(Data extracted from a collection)
Start of Block

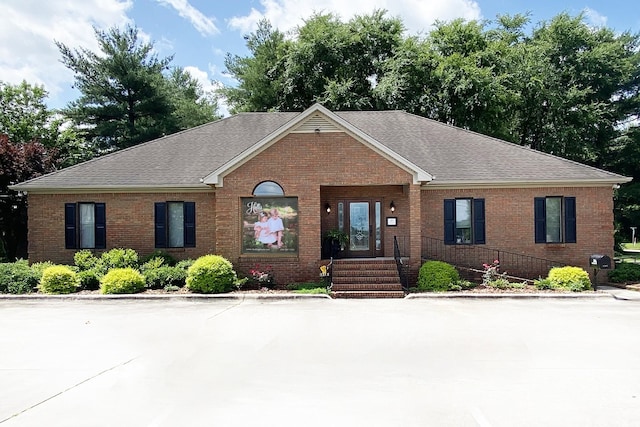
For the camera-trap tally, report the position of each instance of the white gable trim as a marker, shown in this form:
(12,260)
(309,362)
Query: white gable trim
(297,124)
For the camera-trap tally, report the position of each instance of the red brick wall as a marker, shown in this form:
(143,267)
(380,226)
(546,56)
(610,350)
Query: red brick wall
(130,223)
(317,169)
(510,220)
(306,166)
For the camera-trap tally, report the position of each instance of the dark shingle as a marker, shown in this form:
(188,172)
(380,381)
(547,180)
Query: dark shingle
(448,153)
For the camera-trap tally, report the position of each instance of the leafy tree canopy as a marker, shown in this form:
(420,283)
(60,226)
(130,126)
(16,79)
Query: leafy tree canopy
(125,97)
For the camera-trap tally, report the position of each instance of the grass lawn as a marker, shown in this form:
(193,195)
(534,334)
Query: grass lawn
(631,246)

End of Block

Exercise objective: Each entry above needs to be restated without a single word changed; skip the images.

Expected answer:
For the camera-trap tally, report the position of each instance of the white gable trim as a marker, shown in this form:
(12,260)
(309,362)
Query: white gable trim
(297,124)
For the camera-trap tally, report the position of each instance of the red brick wall as a marker, shown in this form:
(143,267)
(380,226)
(546,56)
(610,350)
Query: red brick wall
(130,223)
(317,169)
(510,220)
(306,166)
For the camera-trap tally, report the position of each instance of the dark shingle as a marker, shown in this form:
(188,172)
(380,381)
(547,180)
Query: dark shingle
(448,153)
For the camera-trap tally, report the position of each instance of the leafy tree canopy as a marker, shown in this form:
(420,283)
(60,226)
(130,126)
(16,79)
Query: leafy tree canopy
(125,97)
For the camera-trap tally, report the position of each instance of the grass lawn as a marker, shown in this form:
(193,195)
(534,334)
Query: grass lawn
(631,246)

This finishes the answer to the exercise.